Using the supervisory board rules below, mark each statement yes or no, quoting the words that decide it: (a) A committee entrusted with adopting resolutions must have at least three members. (b) In a tied ballot, the chairman of the board of management casts the deciding vote. (c) Resolutions may be adopted outside of meetings even if a member objects to that procedure.

## Source passage
>> Start
Section 5 Adoption of Resolutions
(1)    Resolutions of the supervisory board shall, as a rule, be adopted during meetings. The supervisory board shall adopt resolutions by simple majority unless otherwise provided for by the law or the articles of association. This shall also apply to elections. The form of voting shall be determined by the chairman. If a ballot results in a tie of votes, the vote of the chairman of the supervisory board shall be decisive. 
(2)    The supervisory board shall be competent to pass a resolution if all its members have been properly invited and at least half of them are present or represented at the adoption of resolutions. 
(3)    Adoption of resolutions by the supervisory board – outside of meetings – which take place in writing, by fax, telephone or other comparable means (e.g. electronically), or a combination of these methods, including voting during meetings, shall be permissible as decided by the chairman of the supervisory board, so long as no member objects to this procedure. The chairman of the supervisory board shall inform all members of the supervisory board of the proposed wording of the resolution and any reasons given. In the event that a resolution is adopted in writing, consent may be granted by returning the signed resolution text. The chairman of the supervisory board may instruct the board of management to carry out the technical implementation of the resolution. Resolutions adopted outside of meetings shall be established in writing by the chairman of the supervisory board and forwarded to all supervisory board members. 

 

Section 6 Committees
(1)    The supervisory board may form committees. If such committees are entrusted with the adoption of resolutions, they must have at least three members.
(2)    The committees shall, in the name and on behalf of the supervisory board as a whole, assume the functions transferred to them by special resolutions of the supervisory board. The supervisory board should form at least a presidium and an audit committee.
(3)    The presidium shall comprise the chairman of the supervisory board as the chairman of the committee and his deputy, as well as one other member.
(a)    The presidium shall propose suitable candidates to the supervisory board for the supervisory board's recommendation to the general meeting on the election of supervisory board members (nomination committee). Members of the supervisory board shall usually not be appointed for terms of office beyond their 75nd year of age. The length of membership in the Supervisory Board shall generally not exceed 15 years. Supervisory board members shall not hold offices or other management or advisory functions at significant creditors, competitors, customers or suppliers of the Company (potential conflicts of interest), unless such company is a controlling shareholder of the Company. Two thirds of the members of the supervisory board shall be independant pursuant to item 5.4.2 GCGC. In terms of creating diversity, it is intended to have a broad composition of the supervisory board having due regard to the Company's interests. 
    Therefore, when nominating, it shall be considered that the supervisory board, if possible, also consists of members, that
        - are female;
        - have their professional or private principal residence in a country (other than Germany) that is of particular importance for the Company;
        - are younger than 60 years of age and
        - meet the requirements of sec. 100 para. 5 of the German Stock Corporation Act (Financial Expert).

(b)    The presidium shall propose suitable candidates to the supervisory board for the appointment as members of the board of management and, in particular, proposes their remuneration (personnel committee). Member of the board of management shall usually not be appointed for terms of office beyond their 67th year of age.
(c)    The presidium further shall adopt resolutions in urgent matters (committee for urgent matters).
>> End
## Supplied data
>> Start
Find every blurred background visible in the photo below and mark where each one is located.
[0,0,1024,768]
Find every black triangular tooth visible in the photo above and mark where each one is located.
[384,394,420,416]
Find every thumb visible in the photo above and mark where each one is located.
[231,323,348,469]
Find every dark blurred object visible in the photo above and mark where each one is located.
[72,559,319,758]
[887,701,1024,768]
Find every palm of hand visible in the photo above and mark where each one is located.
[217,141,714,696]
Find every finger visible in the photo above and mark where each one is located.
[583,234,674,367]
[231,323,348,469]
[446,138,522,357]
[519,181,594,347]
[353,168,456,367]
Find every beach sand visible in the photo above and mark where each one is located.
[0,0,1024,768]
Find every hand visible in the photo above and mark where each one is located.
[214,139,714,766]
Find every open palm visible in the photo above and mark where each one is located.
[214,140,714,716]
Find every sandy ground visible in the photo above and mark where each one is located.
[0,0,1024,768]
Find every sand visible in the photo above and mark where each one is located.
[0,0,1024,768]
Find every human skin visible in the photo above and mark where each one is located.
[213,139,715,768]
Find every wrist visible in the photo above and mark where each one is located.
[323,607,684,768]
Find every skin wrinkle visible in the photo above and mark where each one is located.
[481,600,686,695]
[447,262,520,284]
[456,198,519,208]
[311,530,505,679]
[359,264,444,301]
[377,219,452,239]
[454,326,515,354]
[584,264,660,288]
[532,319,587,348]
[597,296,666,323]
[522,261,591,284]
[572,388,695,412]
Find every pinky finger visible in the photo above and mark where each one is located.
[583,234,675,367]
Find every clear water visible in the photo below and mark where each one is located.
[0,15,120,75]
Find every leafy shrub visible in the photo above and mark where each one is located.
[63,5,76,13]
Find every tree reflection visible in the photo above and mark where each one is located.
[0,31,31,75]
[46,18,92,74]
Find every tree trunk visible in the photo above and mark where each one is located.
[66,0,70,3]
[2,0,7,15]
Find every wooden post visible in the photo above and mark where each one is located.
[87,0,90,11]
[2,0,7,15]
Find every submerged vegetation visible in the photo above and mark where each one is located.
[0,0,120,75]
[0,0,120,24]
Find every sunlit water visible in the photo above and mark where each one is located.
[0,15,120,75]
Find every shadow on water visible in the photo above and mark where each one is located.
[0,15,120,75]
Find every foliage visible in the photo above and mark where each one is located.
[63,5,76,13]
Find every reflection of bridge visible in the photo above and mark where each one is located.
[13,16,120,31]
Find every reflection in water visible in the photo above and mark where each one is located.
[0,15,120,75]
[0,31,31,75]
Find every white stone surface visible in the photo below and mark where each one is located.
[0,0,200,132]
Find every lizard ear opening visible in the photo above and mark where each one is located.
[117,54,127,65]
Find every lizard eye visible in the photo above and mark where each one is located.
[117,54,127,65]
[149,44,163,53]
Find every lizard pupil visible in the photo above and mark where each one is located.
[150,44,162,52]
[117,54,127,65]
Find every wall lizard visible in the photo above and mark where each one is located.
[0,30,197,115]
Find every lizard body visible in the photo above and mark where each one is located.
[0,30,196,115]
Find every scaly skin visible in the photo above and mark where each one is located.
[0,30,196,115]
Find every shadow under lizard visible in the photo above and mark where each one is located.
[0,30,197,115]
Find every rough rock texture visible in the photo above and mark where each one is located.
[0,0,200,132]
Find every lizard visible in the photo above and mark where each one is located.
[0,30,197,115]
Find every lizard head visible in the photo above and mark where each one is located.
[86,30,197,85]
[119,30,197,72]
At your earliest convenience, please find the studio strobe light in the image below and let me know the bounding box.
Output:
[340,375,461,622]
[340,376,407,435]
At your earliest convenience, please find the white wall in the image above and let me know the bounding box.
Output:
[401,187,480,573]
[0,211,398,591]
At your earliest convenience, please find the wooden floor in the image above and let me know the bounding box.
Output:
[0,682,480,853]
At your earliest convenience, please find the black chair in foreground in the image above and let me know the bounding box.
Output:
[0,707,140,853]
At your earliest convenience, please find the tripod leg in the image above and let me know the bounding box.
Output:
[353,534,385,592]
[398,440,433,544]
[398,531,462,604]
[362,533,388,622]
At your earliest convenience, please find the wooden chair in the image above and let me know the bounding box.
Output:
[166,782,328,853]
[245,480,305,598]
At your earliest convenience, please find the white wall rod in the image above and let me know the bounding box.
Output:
>> End
## The answer
(a) Yes: "If such committees are entrusted with the adoption of resolutions, they must have at least three members."
(b) No: "If a ballot results in a tie of votes, the vote of the chairman of the supervisory board shall be decisive."
(c) No: "so long as no member objects to this procedure."